▶ Problem details
Can you quote exactly the stretch of lines from the one with "the marble wall" through the final line of the material, both ends included?

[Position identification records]
# # # #

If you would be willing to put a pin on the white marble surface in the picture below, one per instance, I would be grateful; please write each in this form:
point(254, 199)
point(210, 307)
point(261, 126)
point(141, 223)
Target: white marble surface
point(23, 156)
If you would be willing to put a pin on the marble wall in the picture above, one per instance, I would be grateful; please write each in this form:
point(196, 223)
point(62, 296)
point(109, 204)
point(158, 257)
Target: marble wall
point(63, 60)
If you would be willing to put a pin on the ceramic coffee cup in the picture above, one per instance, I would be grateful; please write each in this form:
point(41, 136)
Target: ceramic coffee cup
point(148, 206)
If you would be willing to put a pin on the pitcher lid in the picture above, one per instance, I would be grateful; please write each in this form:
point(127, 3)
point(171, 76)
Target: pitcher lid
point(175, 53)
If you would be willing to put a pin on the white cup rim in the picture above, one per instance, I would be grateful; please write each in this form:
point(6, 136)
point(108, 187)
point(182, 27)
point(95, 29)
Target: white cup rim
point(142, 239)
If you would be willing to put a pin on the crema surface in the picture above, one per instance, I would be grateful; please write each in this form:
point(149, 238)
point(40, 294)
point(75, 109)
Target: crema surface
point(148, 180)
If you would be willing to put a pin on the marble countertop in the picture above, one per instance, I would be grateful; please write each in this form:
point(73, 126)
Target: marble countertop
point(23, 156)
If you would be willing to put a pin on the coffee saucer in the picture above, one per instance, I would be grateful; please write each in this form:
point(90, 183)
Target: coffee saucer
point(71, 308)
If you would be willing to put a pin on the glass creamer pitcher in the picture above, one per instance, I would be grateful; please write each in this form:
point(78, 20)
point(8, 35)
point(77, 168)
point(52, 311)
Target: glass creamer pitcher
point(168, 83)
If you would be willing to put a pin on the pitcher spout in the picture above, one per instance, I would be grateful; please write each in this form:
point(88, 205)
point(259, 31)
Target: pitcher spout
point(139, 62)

# # # #

▶ Result for this task
If you would be willing to put a pin on the marble wall in the picture above, one per instance, I would be grateful; please write each in this form:
point(196, 223)
point(62, 296)
point(109, 204)
point(158, 257)
Target: marble wall
point(63, 60)
If you would be willing to put a pin on the ceramic coffee cup in the picture above, one per instance, I would be grateful; please write each in this form:
point(41, 136)
Target: ceramic coffee cup
point(148, 206)
If you would be willing to put a pin on the pitcher lid in the picture above, one per instance, I would be grateful; please write each in this form:
point(127, 3)
point(171, 76)
Target: pitcher lid
point(175, 53)
If you would be willing to put a pin on the white cup rim in the picture above, one per instance, I would be grateful; please write each in this form:
point(6, 136)
point(108, 187)
point(182, 27)
point(95, 29)
Target: white cup rim
point(142, 239)
If you would be willing to put a pin on the crema surface in the picture above, one per instance, I would be grateful; please write each in this form:
point(149, 238)
point(40, 294)
point(75, 109)
Target: crema surface
point(148, 180)
If you would be willing to put a pin on the marble countertop in the picture above, one per instance, I would be grateful; please write each in this form:
point(73, 126)
Target: marble countertop
point(23, 156)
If you would be willing to put a pin on the coffee saucer in the picture above, one per instance, I would be grateful; please write each in this form:
point(90, 183)
Target: coffee saucer
point(71, 308)
If you would be willing to put a pin on the glass creamer pitcher in the picture above, one per instance, I would be grateful; please write each in this form:
point(78, 20)
point(8, 35)
point(77, 168)
point(52, 311)
Target: glass creamer pitcher
point(168, 83)
If you would be willing to put a pin on the pitcher spout in the picture above, one per instance, I would be grateful; please write each in this form:
point(88, 205)
point(259, 31)
Target: pitcher spout
point(139, 62)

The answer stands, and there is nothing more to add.